§ DATA SUPPLIED:
_ _ _ _ _

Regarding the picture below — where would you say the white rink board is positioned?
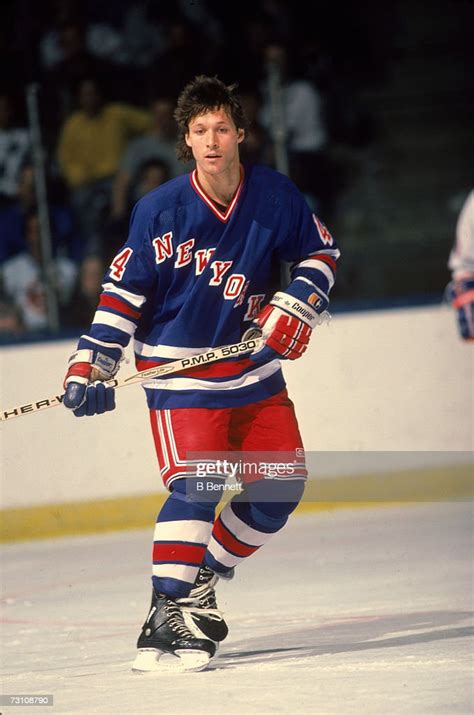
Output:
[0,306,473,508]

_ _ _ _ _

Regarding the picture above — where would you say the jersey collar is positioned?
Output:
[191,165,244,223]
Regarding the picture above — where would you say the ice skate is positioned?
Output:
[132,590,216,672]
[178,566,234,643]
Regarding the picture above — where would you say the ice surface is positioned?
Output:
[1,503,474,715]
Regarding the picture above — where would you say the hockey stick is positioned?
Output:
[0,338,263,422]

_ _ _ _ _

Count the lines in the rows that contain the string "where" and report only that number.

§ FINISHED ANSWER:
5